October 2, 1999 -- January 2, 2000 
Tee off at Planet Golf, a playful miniature golf course that takes you on a fun-filled adventure through the natural world. And you don’t have to be Tiger Woods to get in on the action. Planet Golf provides fun for players of all abilities.  

For a modest $2.00 "greens fee," you can putt through an indoor, 18-hole miniature golf course. You’ll not only sharpen your golf game, but will learn about butterfly metamorphosis, recycling, water pollution, dinosaur extinction and other aspects of the Earth’s history and environment.  The "front nine" show you how nature works, and the "back nine" teach you about human interaction with the biosphere.
A wild and wooly version of a normally tame game,  Planet Golf tests players’ survival skills. Can you navigate through treacherous, polluted waters? Avoid the hungry jaws of a grizzly bear? 
You’ll also:

  • Travel the path of evolution, using your golf ball to select rainforest preservation or destruction. 
  • "Swim" upstream to a spawning ground with a Chinook salmon.

  • Discover the importance of "green corridors" in nature, which link wild spaces for animals.  
Ultimately, in Planet Golf—as in life—players face challenging obstacles in order to thrive. Planet Golf was created by the Academy of Natural Sciences, Philadelphia, where it recently finished its first, and very popular engagement. 



Bugbot

A Bug’s Eye View

Experience life from the viewpoint of a roach with Bugbot, a state-of-the-art miniature robotic camera mounted inside a colony of ten Madagascan Hissing Cockroaches.

[Stored data entries]
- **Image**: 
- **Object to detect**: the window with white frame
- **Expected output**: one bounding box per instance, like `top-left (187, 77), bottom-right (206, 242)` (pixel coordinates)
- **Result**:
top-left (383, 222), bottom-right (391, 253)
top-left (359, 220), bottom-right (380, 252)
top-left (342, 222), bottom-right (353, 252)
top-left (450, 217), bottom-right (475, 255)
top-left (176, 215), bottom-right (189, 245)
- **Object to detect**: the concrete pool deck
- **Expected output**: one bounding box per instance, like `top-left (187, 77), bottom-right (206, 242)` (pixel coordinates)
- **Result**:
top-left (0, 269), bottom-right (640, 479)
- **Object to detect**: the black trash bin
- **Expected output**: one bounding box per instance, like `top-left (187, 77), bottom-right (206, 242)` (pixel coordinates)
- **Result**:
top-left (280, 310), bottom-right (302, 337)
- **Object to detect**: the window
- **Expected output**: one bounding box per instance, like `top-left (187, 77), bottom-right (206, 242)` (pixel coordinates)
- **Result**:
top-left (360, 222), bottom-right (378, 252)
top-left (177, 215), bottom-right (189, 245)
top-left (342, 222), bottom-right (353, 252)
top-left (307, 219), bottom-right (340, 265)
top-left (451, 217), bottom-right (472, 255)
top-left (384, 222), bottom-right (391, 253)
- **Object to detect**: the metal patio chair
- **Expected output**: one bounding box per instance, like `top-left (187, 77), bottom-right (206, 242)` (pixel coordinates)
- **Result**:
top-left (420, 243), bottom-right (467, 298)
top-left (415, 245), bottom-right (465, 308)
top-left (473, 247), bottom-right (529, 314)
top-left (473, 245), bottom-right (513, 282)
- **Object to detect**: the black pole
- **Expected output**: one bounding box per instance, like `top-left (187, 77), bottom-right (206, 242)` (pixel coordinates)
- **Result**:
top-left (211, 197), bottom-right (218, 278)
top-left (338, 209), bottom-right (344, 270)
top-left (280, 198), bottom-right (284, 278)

> _Things to do_:
1. Add 150 to every pixel coordinate in the answers of the listing, starting with its first line and going on through the line with "top-left (280, 310), bottom-right (302, 337)". Write out all of those lines, requests included, and leave the requests and their sample coordinates unchanged.
2. Extend the exhibit description about Planet Golf and Bugbot, picking up after its last sentence.

> _Answers_:
1.
- **Image**: 
- **Object to detect**: the window with white frame
- **Expected output**: one bounding box per instance, like `top-left (187, 77), bottom-right (206, 242)` (pixel coordinates)
- **Result**:
top-left (533, 372), bottom-right (541, 403)
top-left (509, 370), bottom-right (530, 402)
top-left (492, 372), bottom-right (503, 402)
top-left (600, 367), bottom-right (625, 405)
top-left (326, 365), bottom-right (339, 395)
- **Object to detect**: the concrete pool deck
- **Expected output**: one bounding box per instance, like `top-left (187, 77), bottom-right (206, 242)` (pixel coordinates)
- **Result**:
top-left (150, 419), bottom-right (790, 629)
- **Object to detect**: the black trash bin
- **Expected output**: one bounding box per instance, like `top-left (187, 77), bottom-right (206, 242)` (pixel coordinates)
- **Result**:
top-left (430, 460), bottom-right (452, 487)

2.
A joystick maneuvers Bugbot around the cockroaches’ museum abode—a 12" x 24" aquarium. An enlarged image of the live roaches is projected on a screen, allowing the human viewer to see the world as these insects do. 
But why look at cockroaches? 
Cockroaches are living fossils—very similar to the ones that lived on Earth long before the dinosaurs. These wingless wonders in the exhibit, native to the island of Madagascar, have a characteristic hiss that wards off predators.
Bugbot is a product of a partnership between Carnegie Museum of Natural History, and the Toy Robotics Institute at Carnegie Mellon University, in conjunction with the Human-Computer Interaction Institute.
The exhibit is free with museum admission.


Dippy the  Landmark 

"Dippy" became an instant Pittsburgh landmark when it was unveiled in July.   The world’s most accurate replica of the dinosaur Diplodocus carnegii  scores high every day as a destination for tourist buses,  school groups,  families, seniors, rubbernecking drivers on Forbes Avenue,  and snapshot artists who have to pose friends and family at the feet of this 84-foot long prehistoric giant.